Exercise aim:
Please output all the entries word for word, without the pictures.

Supplied data:
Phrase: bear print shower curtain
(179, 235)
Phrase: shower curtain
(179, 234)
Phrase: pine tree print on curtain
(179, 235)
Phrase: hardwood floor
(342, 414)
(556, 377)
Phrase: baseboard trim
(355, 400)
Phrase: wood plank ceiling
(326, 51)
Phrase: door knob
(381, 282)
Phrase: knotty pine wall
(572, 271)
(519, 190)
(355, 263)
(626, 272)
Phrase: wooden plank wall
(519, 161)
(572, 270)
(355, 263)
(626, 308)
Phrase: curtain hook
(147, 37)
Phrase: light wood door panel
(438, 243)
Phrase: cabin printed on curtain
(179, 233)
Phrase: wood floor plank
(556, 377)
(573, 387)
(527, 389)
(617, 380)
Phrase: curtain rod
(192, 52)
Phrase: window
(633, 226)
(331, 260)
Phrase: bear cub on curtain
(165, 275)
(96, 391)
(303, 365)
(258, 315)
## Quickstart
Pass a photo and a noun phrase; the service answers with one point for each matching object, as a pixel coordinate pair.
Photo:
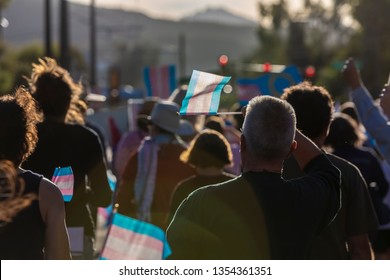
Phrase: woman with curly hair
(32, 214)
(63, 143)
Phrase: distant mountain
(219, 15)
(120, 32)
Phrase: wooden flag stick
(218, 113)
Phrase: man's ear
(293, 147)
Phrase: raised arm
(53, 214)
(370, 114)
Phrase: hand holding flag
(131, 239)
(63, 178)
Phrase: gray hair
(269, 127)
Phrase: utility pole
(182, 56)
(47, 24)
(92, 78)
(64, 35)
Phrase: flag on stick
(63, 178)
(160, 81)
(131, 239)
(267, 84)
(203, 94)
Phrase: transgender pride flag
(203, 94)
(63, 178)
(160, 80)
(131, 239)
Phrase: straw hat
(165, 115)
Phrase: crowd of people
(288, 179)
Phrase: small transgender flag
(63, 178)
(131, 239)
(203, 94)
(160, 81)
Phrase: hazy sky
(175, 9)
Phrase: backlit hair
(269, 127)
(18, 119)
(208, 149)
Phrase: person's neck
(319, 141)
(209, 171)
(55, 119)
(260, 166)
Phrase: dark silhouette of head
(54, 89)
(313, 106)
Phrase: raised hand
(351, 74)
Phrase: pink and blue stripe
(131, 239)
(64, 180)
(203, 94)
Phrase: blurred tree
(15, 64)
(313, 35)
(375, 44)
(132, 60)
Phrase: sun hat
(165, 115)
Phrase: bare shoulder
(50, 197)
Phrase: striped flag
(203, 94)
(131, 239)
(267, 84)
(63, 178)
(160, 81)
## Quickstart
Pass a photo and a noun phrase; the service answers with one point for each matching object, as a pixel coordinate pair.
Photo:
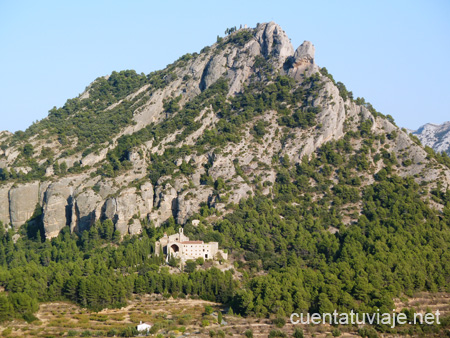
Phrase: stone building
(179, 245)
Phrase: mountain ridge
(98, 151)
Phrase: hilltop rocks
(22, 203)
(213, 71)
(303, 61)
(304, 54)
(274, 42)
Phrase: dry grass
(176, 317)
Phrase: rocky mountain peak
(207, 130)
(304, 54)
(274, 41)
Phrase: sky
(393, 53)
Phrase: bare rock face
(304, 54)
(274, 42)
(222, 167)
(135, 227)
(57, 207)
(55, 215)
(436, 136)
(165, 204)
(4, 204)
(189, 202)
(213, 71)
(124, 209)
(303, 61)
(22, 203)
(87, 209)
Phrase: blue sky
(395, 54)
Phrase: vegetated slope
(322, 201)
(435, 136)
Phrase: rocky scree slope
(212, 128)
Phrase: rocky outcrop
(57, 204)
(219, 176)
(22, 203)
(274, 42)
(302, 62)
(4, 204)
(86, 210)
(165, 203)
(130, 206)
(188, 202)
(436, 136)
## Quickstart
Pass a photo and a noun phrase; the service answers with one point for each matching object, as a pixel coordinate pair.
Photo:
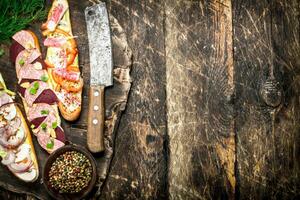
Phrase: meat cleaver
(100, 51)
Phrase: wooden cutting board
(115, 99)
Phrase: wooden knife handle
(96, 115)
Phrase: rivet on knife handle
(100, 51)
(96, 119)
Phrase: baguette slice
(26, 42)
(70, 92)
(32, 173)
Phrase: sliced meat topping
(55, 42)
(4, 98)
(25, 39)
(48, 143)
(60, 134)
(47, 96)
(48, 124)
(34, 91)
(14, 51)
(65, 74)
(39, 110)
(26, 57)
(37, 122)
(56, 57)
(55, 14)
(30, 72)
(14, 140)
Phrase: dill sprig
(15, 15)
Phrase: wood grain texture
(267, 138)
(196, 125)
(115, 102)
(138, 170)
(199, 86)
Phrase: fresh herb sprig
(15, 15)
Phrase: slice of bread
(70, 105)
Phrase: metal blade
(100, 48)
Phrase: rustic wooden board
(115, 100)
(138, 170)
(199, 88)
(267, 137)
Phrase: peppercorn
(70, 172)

Output of the exercise:
Phrase: bear print shower curtain
(179, 235)
Phrase: shower curtain
(179, 234)
Phrase: pine tree print on curtain
(179, 235)
Phrase: hardwood floor
(342, 414)
(556, 377)
Phrase: baseboard trim
(355, 400)
Phrase: wood plank ceiling
(326, 51)
Phrase: door knob
(381, 282)
Phrase: knotty pine wall
(572, 271)
(519, 190)
(355, 263)
(626, 272)
Phrase: wooden plank wall
(519, 161)
(572, 270)
(355, 263)
(626, 308)
Phrase: curtain hook
(147, 37)
Phrase: light wood door panel
(438, 243)
Phrase: cabin printed on curtain
(179, 233)
Phrase: wood floor plank
(556, 377)
(573, 387)
(527, 389)
(617, 380)
Phrase: curtain rod
(192, 52)
Phrase: window
(633, 226)
(331, 260)
Phrase: bear cub on curtain
(165, 275)
(96, 391)
(303, 365)
(258, 315)
## Quickstart
Pass a photo and a noun phrase; the service answers with one point for each matching object, as a pixel coordinate pair.
Photo:
Phrase: woman with curly hair
(32, 214)
(63, 143)
Phrase: distant mountain
(219, 15)
(120, 32)
Phrase: wooden flag stick
(218, 113)
Phrase: man's ear
(293, 147)
Phrase: raised arm
(53, 214)
(370, 114)
Phrase: hand holding flag
(131, 239)
(63, 178)
Phrase: gray hair
(269, 127)
Phrase: utility pole
(182, 56)
(47, 24)
(92, 78)
(64, 35)
Phrase: flag on stick
(63, 178)
(160, 81)
(131, 239)
(267, 84)
(203, 94)
Phrase: transgender pride flag
(203, 94)
(63, 178)
(160, 80)
(131, 239)
Phrase: straw hat
(165, 115)
Phrase: crowd of people
(288, 179)
Phrase: small transgender flag
(63, 178)
(131, 239)
(203, 94)
(160, 81)
Phrase: hazy sky
(175, 9)
Phrase: backlit hair
(269, 127)
(18, 119)
(208, 149)
Phrase: person's neck
(319, 141)
(209, 171)
(55, 119)
(260, 166)
Phrase: dark silhouette of head
(54, 89)
(313, 106)
Phrase: raised hand
(351, 74)
Phrase: pink and blue stripe
(131, 239)
(64, 180)
(203, 94)
Phrase: blurred tree
(15, 64)
(313, 35)
(375, 44)
(132, 60)
Phrase: sun hat
(165, 115)
Phrase: bare shoulder
(50, 197)
Phrase: striped flag
(203, 94)
(131, 239)
(267, 84)
(63, 178)
(160, 81)
## Quickstart
Pass a photo and a noun phrase; the service answers with one point for each matching object, as a pixel coordinate pair.
Photo:
Phrase: stone building
(179, 245)
Phrase: mountain ridge
(98, 151)
Phrase: hilltop rocks
(22, 203)
(213, 71)
(303, 61)
(304, 54)
(274, 42)
Phrase: dry grass
(176, 317)
Phrase: rocky mountain peak
(207, 130)
(304, 54)
(274, 41)
Phrase: sky
(393, 53)
Phrase: bare rock face
(304, 54)
(274, 42)
(222, 167)
(135, 227)
(57, 207)
(55, 215)
(436, 136)
(165, 204)
(4, 204)
(189, 202)
(213, 71)
(124, 209)
(303, 61)
(22, 203)
(87, 209)
Phrase: blue sky
(395, 54)
Phrase: vegetated slope
(322, 201)
(435, 136)
Phrase: rocky scree slope
(212, 128)
Phrase: rocky outcrop
(57, 204)
(219, 176)
(22, 203)
(274, 42)
(302, 62)
(4, 204)
(86, 210)
(165, 203)
(130, 206)
(188, 202)
(436, 136)
## Quickstart
Pass a photo and a noun phrase; the service answers with one point for each matching object, as a pixel coordinate pair.
Photo:
Phrase: meat cleaver
(100, 51)
Phrase: wooden cutting board
(115, 99)
Phrase: wooden knife handle
(96, 115)
Phrase: rivet on knife handle
(100, 51)
(96, 119)
Phrase: baguette slice
(26, 42)
(70, 92)
(32, 173)
Phrase: sliced meat topping
(55, 42)
(4, 98)
(25, 39)
(48, 143)
(60, 134)
(47, 96)
(48, 124)
(34, 91)
(14, 51)
(65, 74)
(39, 110)
(26, 57)
(37, 122)
(56, 57)
(55, 14)
(30, 72)
(14, 140)
Phrase: dill sprig
(15, 15)
Phrase: wood grain texture
(267, 138)
(196, 125)
(115, 102)
(138, 170)
(199, 86)
Phrase: fresh herb sprig
(15, 15)
Phrase: slice of bread
(70, 105)
Phrase: metal blade
(100, 48)
Phrase: rustic wooden board
(115, 100)
(138, 170)
(199, 88)
(267, 137)
Phrase: peppercorn
(70, 172)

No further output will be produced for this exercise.